---------- MATERIAL SUPPLIED ----------
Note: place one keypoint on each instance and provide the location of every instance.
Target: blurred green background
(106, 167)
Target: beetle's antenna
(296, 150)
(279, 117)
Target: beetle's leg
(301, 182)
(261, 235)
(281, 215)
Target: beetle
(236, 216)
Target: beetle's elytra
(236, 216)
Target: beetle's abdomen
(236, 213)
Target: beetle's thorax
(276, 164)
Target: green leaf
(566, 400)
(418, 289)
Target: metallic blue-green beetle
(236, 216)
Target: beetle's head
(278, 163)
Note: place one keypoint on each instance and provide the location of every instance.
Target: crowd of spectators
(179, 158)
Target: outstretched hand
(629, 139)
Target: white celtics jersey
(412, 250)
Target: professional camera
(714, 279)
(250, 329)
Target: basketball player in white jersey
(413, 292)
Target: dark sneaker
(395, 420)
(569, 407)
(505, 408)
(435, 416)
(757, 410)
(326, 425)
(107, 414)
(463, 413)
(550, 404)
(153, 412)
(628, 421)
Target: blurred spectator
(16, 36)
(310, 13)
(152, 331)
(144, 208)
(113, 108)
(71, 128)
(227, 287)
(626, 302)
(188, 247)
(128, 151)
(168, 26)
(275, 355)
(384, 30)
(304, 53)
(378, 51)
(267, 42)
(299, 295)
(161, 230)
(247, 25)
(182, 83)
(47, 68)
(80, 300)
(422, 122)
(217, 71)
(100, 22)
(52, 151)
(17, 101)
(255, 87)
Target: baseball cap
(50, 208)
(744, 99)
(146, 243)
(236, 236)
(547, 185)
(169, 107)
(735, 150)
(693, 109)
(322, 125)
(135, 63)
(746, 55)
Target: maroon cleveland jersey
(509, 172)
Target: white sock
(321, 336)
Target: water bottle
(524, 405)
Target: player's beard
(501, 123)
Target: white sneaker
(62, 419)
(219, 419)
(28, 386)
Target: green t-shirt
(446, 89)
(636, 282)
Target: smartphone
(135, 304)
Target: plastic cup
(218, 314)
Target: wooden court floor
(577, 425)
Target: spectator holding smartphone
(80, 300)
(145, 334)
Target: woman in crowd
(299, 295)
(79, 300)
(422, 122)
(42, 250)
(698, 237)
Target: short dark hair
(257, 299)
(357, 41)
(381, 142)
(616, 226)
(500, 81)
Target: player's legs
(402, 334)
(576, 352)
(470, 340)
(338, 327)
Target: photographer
----------
■ EXERCISE REQUIREMENTS ■
Please reproduce the stretch of lines from the one containing "Target: short dark hair" through the end of the lines, keeping every character unchanged.

■ SOLUTION ■
Target: short dark hair
(257, 299)
(357, 41)
(381, 142)
(616, 226)
(500, 81)
Target: player's legs
(402, 334)
(576, 352)
(470, 340)
(338, 327)
Target: photographer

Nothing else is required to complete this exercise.